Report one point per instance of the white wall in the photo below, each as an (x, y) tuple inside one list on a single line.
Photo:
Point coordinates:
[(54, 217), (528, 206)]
...
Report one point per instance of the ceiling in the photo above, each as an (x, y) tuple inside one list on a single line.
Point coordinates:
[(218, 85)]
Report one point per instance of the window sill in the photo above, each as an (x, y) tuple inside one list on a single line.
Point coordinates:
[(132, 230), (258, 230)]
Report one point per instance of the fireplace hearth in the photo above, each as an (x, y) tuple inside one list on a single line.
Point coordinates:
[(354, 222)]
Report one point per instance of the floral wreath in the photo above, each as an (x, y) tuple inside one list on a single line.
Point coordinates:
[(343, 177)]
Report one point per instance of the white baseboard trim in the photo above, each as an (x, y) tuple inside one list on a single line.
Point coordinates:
==
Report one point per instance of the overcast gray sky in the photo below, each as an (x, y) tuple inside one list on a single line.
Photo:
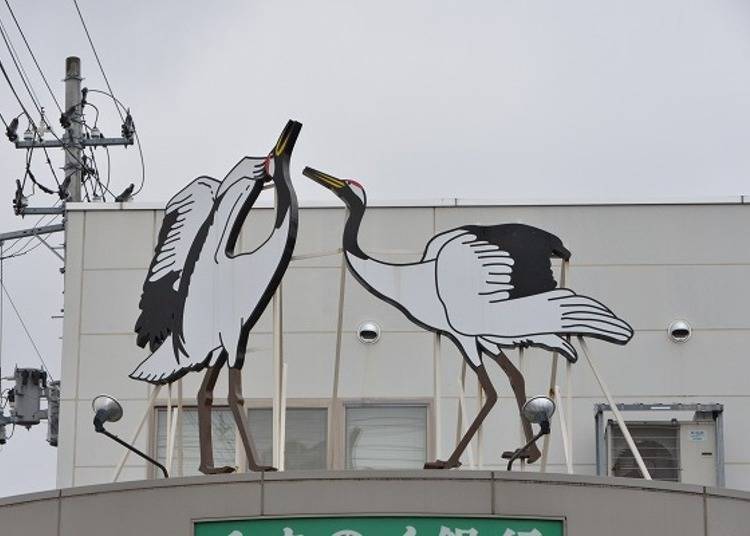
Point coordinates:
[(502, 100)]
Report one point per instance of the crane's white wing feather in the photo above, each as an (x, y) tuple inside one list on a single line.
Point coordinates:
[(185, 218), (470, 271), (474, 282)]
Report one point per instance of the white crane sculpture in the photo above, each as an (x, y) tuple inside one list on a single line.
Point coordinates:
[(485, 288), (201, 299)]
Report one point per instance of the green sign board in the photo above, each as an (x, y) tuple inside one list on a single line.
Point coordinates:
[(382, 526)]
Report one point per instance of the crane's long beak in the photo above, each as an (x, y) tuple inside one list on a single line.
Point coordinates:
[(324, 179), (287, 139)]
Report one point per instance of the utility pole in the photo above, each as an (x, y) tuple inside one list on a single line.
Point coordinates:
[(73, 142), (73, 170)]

What the task requires
Rewrite the lines of the material starting at the line containing "Report one point per instance of the green" and ending at the line containing "[(73, 142), (73, 170)]", swapping "utility pole" for "lamp post" and leaving everything else unchanged.

Answer
Report one point per instance of the green sign board in the photo above, each as an (x, y) tuple inside one list on a single line.
Point coordinates:
[(382, 526)]
Report one point per instance of the crane's long beak in the photo above, each as an (x, y) tuple inside one list on a single line.
Point coordinates:
[(324, 179), (287, 139)]
Report one point per instance of the lamp post in the photo above, each as an (x, y) tuple inside one list on a single line.
Point coordinates:
[(73, 142), (73, 170)]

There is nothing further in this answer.